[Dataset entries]
▼

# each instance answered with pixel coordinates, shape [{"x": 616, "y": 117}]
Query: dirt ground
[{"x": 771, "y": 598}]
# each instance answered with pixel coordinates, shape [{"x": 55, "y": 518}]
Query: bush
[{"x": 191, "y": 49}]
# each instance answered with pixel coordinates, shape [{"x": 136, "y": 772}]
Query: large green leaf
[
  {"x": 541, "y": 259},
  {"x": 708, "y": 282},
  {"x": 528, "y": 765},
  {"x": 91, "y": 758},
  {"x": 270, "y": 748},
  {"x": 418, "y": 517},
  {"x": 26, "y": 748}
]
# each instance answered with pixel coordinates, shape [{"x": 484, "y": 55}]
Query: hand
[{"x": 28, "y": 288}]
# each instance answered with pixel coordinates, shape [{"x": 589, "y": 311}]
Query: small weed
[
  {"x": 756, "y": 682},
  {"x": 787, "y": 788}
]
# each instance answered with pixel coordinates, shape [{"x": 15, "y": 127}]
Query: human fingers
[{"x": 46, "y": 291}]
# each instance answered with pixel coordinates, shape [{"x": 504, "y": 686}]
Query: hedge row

▲

AIM OF THE EXERCISE —
Quote all of the entries exactly as they appear.

SOLVED PROBLEM —
# each instance answered with pixel coordinates, shape [{"x": 616, "y": 117}]
Query: dirt ground
[{"x": 771, "y": 598}]
# each instance answered with pixel coordinates, shape [{"x": 55, "y": 518}]
Query: bush
[{"x": 191, "y": 49}]
# each instance answered with pixel coordinates, shape [{"x": 136, "y": 772}]
Query: large green leaf
[
  {"x": 541, "y": 259},
  {"x": 708, "y": 282},
  {"x": 528, "y": 765},
  {"x": 91, "y": 758},
  {"x": 270, "y": 748},
  {"x": 418, "y": 517},
  {"x": 26, "y": 748}
]
# each instance answered with pixel coordinates, shape [{"x": 484, "y": 55}]
Query: hand
[{"x": 28, "y": 288}]
# each instance answered with pixel coordinates, shape [{"x": 589, "y": 311}]
Query: small weed
[
  {"x": 756, "y": 682},
  {"x": 787, "y": 788}
]
# each instance answered with pixel coordinates, shape [{"x": 15, "y": 127}]
Query: human fingers
[{"x": 46, "y": 291}]
# each instance answered with pixel coordinates, shape [{"x": 504, "y": 686}]
Query: hedge row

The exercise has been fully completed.